Test environment: local desktop machine running Linux Mint 20.1 Ulyssa, MATE edition.
See installation instructions here:
https://github.com/chrismattmann/tika-python
The Airgap Environment Setup looks useful for running Tika in an environment without Internet access (haven't tried this myself).
Tested version: tika-2.6.0
Extracted text is followed by what looks like a list of font names, separated by newlines. E.g. for berk011veel01_01.epub:
Charis SIL Bold Italic
::
::
Charis SIL Small Caps
BUT if I use Tika directly from the command line this doesn't happen:
java -jar ~/tika/tika-app-2.3.0.jar -t /home/johan/kb/epub-tekstextractie/DBNL_EPUBS_moderneromans/berk011veel01_01.epub > berk.txt
Looking at the tika-python code I noticed the "service" parameter:
https://github.com/chrismattmann/tika-python/blob/master/tika/parser.py#L74
So I changed the call to:
parsed = parser.from_file(fileIn, service='text')
After this change the font names are not reported anymore!
Submitted issue for this:
dhae007euro01_01.epub: contains both.

Provided material:
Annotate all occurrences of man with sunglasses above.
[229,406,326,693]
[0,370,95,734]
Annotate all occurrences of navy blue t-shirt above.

Task:
Write the next part of the notes on extracting EPUB text with Tika, picking up after their last sentence. The lines have nothing to do with this.

Answer to the problem:
Additional tests on some Standard Ebooks (https://standardebooks.org/) files also showed extraction of text from Table of Contents and Landmarks.
E.g. this one:
https://standardebooks.org/ebooks/e-e-smith/the-skylark-of-space
Also happens when using Tika directly:
java -jar ~/tika/tika-app-2.3.0.jar -t /home/johan/kb/epub-accessibility/standard-ebooks/e-e-smith_the-skylark-of-space.epub > skylark.txt
Output originates from toc.xhtml.
DBNL books do contain colophon text (e.g. berk011veel01_01.epub), which is also included in the extraction result.
What happens if extracted content has a decoding that is not UTF-8? Or are the text strings returned by Tika UTF-8 by default? Important, because EPUB allows both UTF-8 and UTF-16.
For EPUB 2 (https://idpf.org/epub/20/spec/OPS_2.0.1_draft.htm):
Publications may use the entire Unicode character set, using UTF-8 or UTF-16 encodings
EPUB 3 (https://www.w3.org/TR/epub-33/#sec-xml-constraints):
Any publication resource that is an XML-based media type [rfc2046] (...) MUST be encoded in UTF-8 or UTF-16 [unicode], with UTF-8 as the RECOMMENDED encoding.
Possible test: create test EPUB with some UTF-16 encoded resources.
It is possible to extract the text to XHTML output instead of unformatted text. This is done by changing the call to Tika's parser function to:
parsed = parser.from_file(fileIn, xmlContent=True)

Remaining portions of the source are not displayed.